─── PROVIDED TEXT ───
Gzipped data can be incrementally decompressed. Are you sure browsers download
the entire page before starting decompression?

(Not that this would make the test much better; I agree it has numerous flaws.
Just curious about what browsers actually do.)

------
tlrobinson
Interesting, but this trick makes a ton of assumptions about the browser's
behavior. I doubt it's very accurate.

As mmj pointed out, the page is gzip encoded. Will (can?) the browser
_actually_ decode and render/execute part of the gzipped stream before it's
completed? Even without gzipping, will it? I suspect not.

If not, this is relevant: [http://thedailywtf.com/Articles/Bulletproof-
JavaScript-Detec...](http://thedailywtf.com/Articles/Bulletproof-JavaScript-
Detection.aspx)

Also, is 10KB (plus whatever came before) enough for the TCP connection to
ramp up to full speed?

And, of course, JavaScript Dates are known to be pretty inaccurate in some
browsers.

------
arantius
gzip + chunked encoding = works

<http://arantius.info/gzip-chunk.php>

Notice headers: Content-Encoding gzip Transfer-Encoding chunked

And also notice the 10 second delay between the two paragraphs appearing in
your browser. (At least it does for me, in FF3. In IE6, it only happens on the
second-and-on load (F5).) It's perfectly possible, for a compliant browser, to
download, and render, the page incrementally, even with gzip compression
applied.
───
> GOAL 1:
Answer these from the forum thread:
(a) How much data, plus whatever came before, does tlrobinson ask about for the TCP connection to ramp up to full speed?
(b) Which two headers does arantius tell readers to notice?
(c) In IE6, on which loads does the delay between the two paragraphs happen?
The listing below has no connection to the forum thread above.
─── EXCERPTED DATA ───
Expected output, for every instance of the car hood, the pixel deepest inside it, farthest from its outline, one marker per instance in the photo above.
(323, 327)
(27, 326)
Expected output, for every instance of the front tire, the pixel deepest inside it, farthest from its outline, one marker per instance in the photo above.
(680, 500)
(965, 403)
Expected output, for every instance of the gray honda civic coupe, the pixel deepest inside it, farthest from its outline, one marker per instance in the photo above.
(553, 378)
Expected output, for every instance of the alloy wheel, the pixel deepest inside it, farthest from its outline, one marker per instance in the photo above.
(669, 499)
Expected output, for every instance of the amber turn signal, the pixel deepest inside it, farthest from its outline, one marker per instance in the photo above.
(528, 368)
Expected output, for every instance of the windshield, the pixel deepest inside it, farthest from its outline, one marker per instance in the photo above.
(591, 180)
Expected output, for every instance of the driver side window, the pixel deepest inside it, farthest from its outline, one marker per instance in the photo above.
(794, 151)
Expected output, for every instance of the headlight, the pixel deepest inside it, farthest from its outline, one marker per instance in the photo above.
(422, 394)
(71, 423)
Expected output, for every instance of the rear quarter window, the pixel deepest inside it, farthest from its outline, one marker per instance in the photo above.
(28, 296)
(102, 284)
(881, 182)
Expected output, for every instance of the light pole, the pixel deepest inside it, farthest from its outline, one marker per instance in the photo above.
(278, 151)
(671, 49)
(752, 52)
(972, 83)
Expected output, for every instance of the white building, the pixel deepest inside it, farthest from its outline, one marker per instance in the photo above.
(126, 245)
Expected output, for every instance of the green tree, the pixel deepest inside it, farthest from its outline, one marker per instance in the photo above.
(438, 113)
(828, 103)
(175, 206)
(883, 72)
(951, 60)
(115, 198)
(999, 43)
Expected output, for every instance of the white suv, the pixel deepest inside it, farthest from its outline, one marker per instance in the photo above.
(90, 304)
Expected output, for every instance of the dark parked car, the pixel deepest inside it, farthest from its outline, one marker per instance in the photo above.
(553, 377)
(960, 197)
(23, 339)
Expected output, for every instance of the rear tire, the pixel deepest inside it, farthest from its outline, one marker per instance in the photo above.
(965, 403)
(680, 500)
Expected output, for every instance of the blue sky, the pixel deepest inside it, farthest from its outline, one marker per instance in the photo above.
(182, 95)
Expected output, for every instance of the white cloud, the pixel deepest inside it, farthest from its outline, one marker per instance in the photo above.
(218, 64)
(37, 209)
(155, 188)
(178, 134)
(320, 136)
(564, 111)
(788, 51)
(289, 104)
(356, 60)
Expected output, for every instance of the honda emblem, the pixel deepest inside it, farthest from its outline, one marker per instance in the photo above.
───
> GOAL 2: Quote the listing from the line that contains "Expected output, for every instance of the white suv, the" through the end of the listing.

> CORRECT RESPONSE 1:
(a) 10KB
(b) Content-Encoding gzip and Transfer-Encoding chunked
(c) Only on the second-and-on load (F5)

> CORRECT RESPONSE 2:
Expected output, for every instance of the white suv, the pixel deepest inside it, farthest from its outline, one marker per instance in the photo above.
(90, 304)
Expected output, for every instance of the dark parked car, the pixel deepest inside it, farthest from its outline, one marker per instance in the photo above.
(553, 377)
(960, 197)
(23, 339)
Expected output, for every instance of the rear tire, the pixel deepest inside it, farthest from its outline, one marker per instance in the photo above.
(965, 403)
(680, 500)
Expected output, for every instance of the blue sky, the pixel deepest inside it, farthest from its outline, one marker per instance in the photo above.
(182, 95)
Expected output, for every instance of the white cloud, the pixel deepest inside it, farthest from its outline, one marker per instance in the photo above.
(218, 64)
(37, 209)
(155, 188)
(178, 134)
(320, 136)
(564, 111)
(788, 51)
(289, 104)
(356, 60)
Expected output, for every instance of the honda emblem, the pixel deepest inside it, farthest from its outline, one marker per instance in the photo above.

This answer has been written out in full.